== Aim of the exercise ==
Your task is to filter the entries and copy every line containing the string "below".

== Entries supplied ==
========================================

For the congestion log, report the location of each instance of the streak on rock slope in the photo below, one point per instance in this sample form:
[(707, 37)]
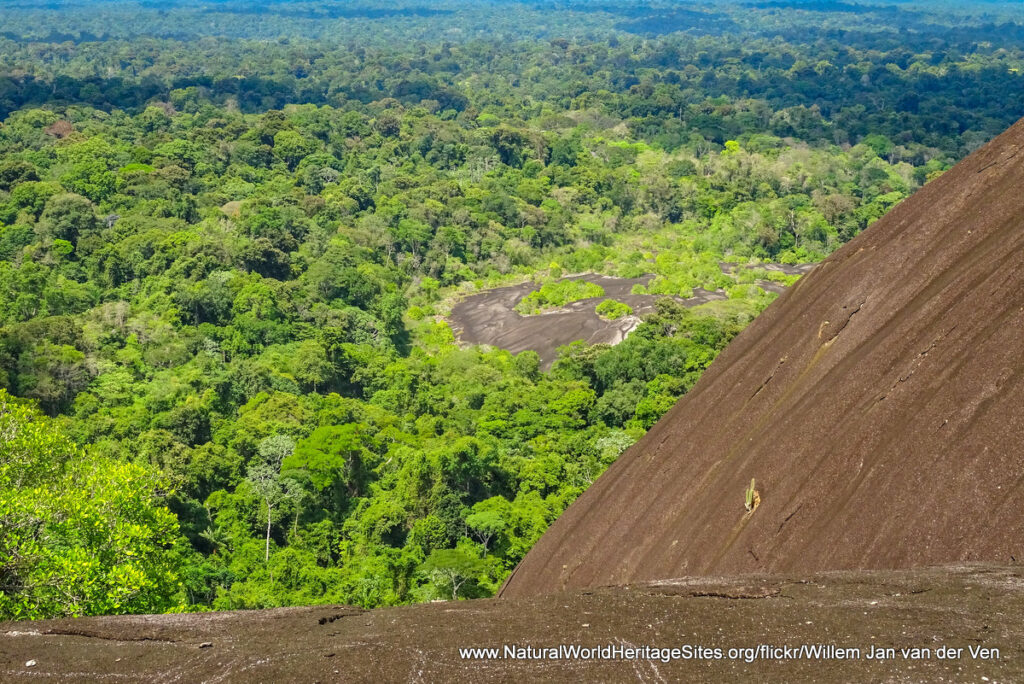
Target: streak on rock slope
[(879, 403)]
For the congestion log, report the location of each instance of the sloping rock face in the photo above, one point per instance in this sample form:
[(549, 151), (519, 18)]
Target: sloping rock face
[(962, 607), (879, 403)]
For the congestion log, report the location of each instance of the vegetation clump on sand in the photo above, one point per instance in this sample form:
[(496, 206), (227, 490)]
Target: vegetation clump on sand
[(555, 294), (610, 309), (228, 240)]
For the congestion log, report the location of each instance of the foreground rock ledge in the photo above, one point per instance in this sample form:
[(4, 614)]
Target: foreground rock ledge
[(952, 606)]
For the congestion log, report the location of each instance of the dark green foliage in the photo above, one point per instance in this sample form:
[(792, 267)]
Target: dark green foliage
[(229, 260)]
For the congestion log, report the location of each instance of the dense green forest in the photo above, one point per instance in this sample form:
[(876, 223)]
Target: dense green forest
[(229, 240)]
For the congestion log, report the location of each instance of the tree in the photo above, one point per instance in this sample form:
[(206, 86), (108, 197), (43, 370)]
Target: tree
[(79, 535), (452, 568)]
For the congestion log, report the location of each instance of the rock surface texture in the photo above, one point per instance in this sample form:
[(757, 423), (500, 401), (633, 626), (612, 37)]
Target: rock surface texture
[(953, 607), (879, 403)]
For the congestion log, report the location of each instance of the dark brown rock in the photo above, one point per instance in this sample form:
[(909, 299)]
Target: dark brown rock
[(879, 403)]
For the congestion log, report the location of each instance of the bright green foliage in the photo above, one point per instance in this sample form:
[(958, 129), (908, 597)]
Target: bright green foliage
[(612, 310), (241, 283), (557, 293), (78, 537)]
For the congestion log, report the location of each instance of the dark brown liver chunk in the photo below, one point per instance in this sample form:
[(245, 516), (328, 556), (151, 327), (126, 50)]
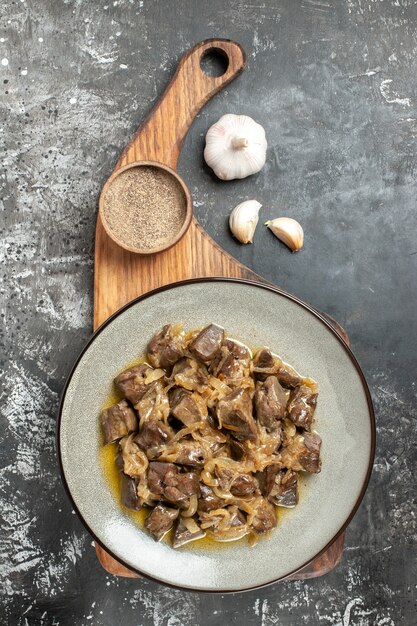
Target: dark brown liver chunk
[(131, 382), (129, 496), (184, 407), (118, 421), (160, 521), (270, 403), (152, 436), (234, 412), (301, 406), (265, 517)]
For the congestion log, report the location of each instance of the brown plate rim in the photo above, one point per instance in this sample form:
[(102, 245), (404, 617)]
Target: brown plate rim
[(258, 285)]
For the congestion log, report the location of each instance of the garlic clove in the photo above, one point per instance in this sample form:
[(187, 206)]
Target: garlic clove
[(288, 231), (243, 220), (235, 147)]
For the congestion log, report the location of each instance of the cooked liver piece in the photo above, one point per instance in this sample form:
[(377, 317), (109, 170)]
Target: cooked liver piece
[(183, 535), (153, 435), (160, 521), (284, 490), (131, 382), (208, 500), (118, 421), (129, 495), (184, 407), (265, 517), (301, 406), (232, 363), (165, 481), (288, 377), (270, 403), (135, 461), (263, 359), (190, 374), (207, 343), (165, 348), (234, 412)]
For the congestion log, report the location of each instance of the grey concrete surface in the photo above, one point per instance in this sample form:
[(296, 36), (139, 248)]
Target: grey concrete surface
[(333, 82)]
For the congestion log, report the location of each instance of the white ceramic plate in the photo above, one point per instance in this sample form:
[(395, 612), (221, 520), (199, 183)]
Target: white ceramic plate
[(257, 315)]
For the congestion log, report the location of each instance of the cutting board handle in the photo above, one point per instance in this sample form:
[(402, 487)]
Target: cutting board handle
[(160, 136)]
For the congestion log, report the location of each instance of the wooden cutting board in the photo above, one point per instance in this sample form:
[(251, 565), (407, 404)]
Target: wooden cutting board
[(121, 276)]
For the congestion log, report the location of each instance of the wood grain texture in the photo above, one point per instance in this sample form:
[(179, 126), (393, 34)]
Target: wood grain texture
[(120, 276)]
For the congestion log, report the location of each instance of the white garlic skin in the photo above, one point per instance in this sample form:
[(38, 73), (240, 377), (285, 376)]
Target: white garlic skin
[(243, 220), (235, 147), (288, 231)]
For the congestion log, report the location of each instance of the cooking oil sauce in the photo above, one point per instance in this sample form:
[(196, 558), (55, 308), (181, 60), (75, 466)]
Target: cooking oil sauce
[(112, 475)]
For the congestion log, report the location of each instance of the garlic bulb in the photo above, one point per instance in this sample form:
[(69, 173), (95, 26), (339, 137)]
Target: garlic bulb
[(243, 220), (235, 147), (289, 231)]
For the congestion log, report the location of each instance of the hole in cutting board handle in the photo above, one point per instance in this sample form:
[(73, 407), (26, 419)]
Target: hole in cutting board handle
[(214, 62)]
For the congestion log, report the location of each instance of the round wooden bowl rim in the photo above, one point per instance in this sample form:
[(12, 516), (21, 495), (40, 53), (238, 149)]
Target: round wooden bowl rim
[(188, 208)]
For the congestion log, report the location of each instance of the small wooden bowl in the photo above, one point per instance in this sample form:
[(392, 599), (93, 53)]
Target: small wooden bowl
[(187, 202)]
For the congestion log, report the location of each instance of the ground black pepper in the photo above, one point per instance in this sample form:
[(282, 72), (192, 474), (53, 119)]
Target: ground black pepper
[(144, 207)]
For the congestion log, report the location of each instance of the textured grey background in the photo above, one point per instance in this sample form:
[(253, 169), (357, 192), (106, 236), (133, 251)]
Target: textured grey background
[(333, 82)]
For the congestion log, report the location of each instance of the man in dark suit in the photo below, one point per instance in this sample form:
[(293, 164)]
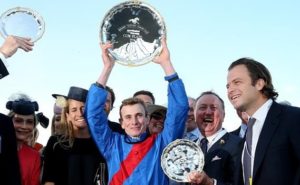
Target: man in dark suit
[(275, 141), (9, 163), (10, 47), (222, 149), (241, 131)]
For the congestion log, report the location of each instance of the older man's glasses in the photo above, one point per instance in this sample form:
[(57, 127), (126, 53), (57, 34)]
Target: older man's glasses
[(21, 121)]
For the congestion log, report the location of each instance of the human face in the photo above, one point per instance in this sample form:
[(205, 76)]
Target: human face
[(108, 104), (190, 122), (57, 123), (75, 114), (242, 94), (146, 99), (24, 125), (156, 123), (209, 114), (134, 120)]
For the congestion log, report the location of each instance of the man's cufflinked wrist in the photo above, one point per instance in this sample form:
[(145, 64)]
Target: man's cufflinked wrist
[(172, 77)]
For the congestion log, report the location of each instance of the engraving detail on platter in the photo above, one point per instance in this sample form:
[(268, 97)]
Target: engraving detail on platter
[(135, 30), (22, 22), (181, 157)]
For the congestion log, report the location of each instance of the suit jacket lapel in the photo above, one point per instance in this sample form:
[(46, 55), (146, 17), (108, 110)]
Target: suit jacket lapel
[(219, 144), (267, 132)]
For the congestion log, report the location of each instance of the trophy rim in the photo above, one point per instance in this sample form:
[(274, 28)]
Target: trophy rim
[(138, 62), (39, 19), (189, 143)]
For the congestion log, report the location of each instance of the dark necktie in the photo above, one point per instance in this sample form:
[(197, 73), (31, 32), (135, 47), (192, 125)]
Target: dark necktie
[(247, 153), (203, 145)]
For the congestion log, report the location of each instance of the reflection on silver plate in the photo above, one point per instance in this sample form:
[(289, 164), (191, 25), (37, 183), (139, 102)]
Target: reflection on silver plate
[(181, 157), (22, 22), (135, 29)]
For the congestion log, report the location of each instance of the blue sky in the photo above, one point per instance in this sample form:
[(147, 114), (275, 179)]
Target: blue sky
[(204, 37)]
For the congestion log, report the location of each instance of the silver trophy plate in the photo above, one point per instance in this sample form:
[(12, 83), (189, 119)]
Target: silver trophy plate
[(22, 22), (180, 158), (135, 30)]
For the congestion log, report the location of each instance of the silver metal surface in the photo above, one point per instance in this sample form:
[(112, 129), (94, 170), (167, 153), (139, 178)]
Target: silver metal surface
[(22, 22), (135, 30), (181, 157)]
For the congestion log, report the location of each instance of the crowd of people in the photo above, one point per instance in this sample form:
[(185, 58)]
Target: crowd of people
[(86, 148)]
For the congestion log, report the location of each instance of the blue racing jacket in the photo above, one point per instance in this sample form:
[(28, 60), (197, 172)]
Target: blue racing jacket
[(136, 160)]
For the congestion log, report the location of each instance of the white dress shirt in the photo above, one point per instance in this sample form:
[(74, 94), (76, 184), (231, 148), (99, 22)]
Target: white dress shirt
[(260, 116)]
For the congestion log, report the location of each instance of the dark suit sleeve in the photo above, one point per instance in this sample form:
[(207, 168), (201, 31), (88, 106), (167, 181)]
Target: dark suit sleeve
[(3, 70), (9, 168)]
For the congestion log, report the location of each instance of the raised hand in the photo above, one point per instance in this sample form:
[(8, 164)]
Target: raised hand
[(13, 43)]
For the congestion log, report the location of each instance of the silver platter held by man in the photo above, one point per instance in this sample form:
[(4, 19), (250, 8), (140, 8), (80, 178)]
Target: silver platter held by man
[(135, 30), (22, 22), (181, 157)]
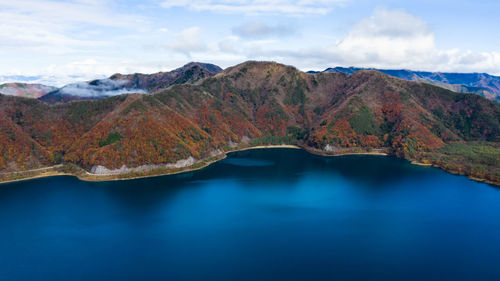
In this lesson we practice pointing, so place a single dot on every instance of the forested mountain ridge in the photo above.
(482, 84)
(258, 103)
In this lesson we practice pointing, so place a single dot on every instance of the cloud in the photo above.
(259, 29)
(56, 27)
(99, 88)
(289, 7)
(387, 36)
(386, 39)
(188, 41)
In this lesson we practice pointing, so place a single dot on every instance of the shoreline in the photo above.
(86, 176)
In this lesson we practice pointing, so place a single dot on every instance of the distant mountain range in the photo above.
(197, 112)
(119, 84)
(482, 84)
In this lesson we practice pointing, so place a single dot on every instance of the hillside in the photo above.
(482, 84)
(257, 103)
(119, 84)
(25, 90)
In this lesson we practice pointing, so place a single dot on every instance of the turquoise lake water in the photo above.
(275, 214)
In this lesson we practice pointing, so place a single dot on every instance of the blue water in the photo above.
(279, 214)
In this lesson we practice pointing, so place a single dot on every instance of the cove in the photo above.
(271, 214)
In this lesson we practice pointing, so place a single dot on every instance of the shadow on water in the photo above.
(277, 214)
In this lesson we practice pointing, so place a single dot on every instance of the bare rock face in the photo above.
(101, 170)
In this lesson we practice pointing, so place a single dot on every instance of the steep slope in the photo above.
(257, 103)
(482, 84)
(25, 90)
(119, 84)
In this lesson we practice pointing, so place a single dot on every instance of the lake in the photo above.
(273, 214)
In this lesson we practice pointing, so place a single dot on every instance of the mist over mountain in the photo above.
(194, 113)
(119, 84)
(25, 90)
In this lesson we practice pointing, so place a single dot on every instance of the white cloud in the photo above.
(188, 41)
(52, 27)
(290, 7)
(387, 39)
(258, 29)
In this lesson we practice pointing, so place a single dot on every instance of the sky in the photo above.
(63, 41)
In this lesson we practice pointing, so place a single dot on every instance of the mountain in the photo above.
(256, 103)
(119, 84)
(25, 90)
(482, 84)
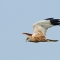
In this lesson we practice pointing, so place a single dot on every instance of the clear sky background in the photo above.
(17, 16)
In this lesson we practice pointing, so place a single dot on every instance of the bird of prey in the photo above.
(40, 28)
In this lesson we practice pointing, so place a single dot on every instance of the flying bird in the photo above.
(40, 29)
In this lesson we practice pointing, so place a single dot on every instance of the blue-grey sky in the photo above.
(17, 16)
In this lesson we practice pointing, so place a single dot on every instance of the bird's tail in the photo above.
(49, 40)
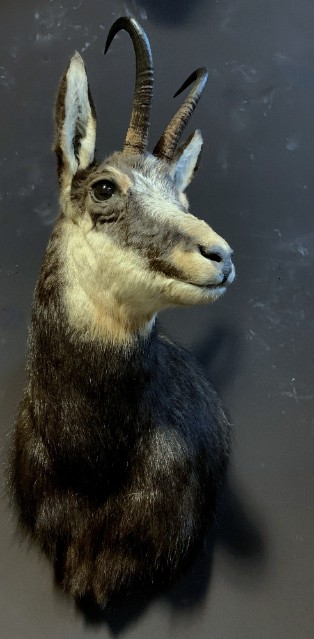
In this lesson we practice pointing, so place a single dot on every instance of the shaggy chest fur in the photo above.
(120, 444)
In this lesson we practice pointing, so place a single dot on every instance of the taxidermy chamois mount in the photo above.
(120, 444)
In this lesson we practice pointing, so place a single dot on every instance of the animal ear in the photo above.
(186, 160)
(75, 120)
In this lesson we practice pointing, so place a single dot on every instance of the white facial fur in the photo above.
(111, 289)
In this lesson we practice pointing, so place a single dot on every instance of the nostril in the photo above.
(214, 257)
(210, 255)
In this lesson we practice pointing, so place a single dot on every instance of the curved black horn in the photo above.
(166, 146)
(136, 137)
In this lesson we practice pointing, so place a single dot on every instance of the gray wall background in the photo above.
(255, 187)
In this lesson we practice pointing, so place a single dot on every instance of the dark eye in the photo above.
(103, 190)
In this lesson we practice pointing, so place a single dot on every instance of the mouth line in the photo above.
(209, 287)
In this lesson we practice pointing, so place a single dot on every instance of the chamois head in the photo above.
(129, 246)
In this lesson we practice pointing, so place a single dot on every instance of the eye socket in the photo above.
(103, 190)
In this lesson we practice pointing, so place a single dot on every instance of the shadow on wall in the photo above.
(174, 13)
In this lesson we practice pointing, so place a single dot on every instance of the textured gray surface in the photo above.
(255, 186)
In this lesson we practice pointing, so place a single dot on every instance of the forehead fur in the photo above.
(146, 173)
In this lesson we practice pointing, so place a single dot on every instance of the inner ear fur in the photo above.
(187, 160)
(75, 121)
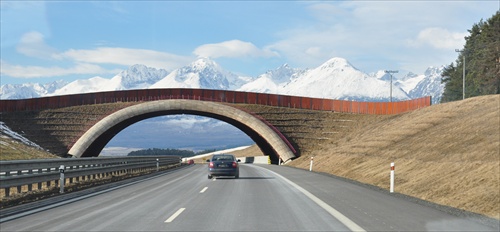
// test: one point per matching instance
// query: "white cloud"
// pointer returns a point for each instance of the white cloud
(374, 35)
(126, 56)
(20, 71)
(440, 38)
(232, 49)
(32, 44)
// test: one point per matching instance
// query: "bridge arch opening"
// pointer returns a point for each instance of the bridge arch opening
(180, 132)
(96, 138)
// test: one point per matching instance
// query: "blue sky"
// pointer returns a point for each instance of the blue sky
(53, 40)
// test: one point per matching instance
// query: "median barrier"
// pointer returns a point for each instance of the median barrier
(21, 173)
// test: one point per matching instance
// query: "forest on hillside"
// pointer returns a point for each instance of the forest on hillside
(480, 57)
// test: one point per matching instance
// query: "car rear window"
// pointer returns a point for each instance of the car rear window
(222, 157)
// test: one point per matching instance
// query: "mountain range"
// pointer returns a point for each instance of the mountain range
(334, 79)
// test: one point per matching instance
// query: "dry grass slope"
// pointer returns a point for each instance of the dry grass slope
(13, 150)
(447, 153)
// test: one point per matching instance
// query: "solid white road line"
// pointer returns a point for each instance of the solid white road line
(176, 214)
(336, 214)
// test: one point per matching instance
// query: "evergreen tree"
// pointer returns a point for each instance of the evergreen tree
(482, 63)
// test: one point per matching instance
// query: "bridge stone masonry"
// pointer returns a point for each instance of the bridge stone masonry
(282, 126)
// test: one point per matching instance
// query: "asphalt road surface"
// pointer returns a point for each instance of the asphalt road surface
(264, 198)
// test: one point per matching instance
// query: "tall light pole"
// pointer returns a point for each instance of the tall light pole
(390, 73)
(463, 84)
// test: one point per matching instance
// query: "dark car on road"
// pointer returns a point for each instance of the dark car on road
(223, 165)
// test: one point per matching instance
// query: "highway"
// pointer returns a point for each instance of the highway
(265, 198)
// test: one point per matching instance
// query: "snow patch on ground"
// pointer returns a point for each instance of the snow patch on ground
(6, 131)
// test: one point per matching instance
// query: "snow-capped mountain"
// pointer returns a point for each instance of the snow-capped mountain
(335, 79)
(272, 80)
(135, 77)
(430, 85)
(338, 79)
(202, 73)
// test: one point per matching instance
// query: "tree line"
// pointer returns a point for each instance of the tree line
(482, 63)
(164, 152)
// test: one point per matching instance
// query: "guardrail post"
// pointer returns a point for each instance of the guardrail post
(61, 179)
(392, 178)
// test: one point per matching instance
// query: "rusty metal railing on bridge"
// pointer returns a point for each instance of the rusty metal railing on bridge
(226, 96)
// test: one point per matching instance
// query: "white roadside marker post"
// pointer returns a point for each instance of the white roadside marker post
(392, 178)
(61, 179)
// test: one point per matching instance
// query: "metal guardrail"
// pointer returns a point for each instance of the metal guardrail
(28, 172)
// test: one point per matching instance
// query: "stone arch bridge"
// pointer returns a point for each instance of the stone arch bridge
(282, 126)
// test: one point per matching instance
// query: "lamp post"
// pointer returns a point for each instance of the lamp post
(390, 73)
(463, 75)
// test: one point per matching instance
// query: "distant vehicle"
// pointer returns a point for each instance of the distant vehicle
(223, 165)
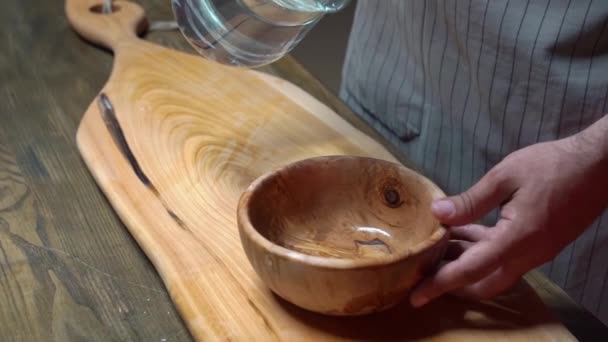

========================================

== Task output ==
For the congestion log, report the location of each instance of the streak on rock slope in the photo below, one point per instance in this sample form:
For the congestion log, report the location of each instance of the dark brown liver chunk in the photo below, one point per instance in this sample form:
For the congestion log, report the location of each instance of the man in dark suit in the photo below, one point per instance in this sample form:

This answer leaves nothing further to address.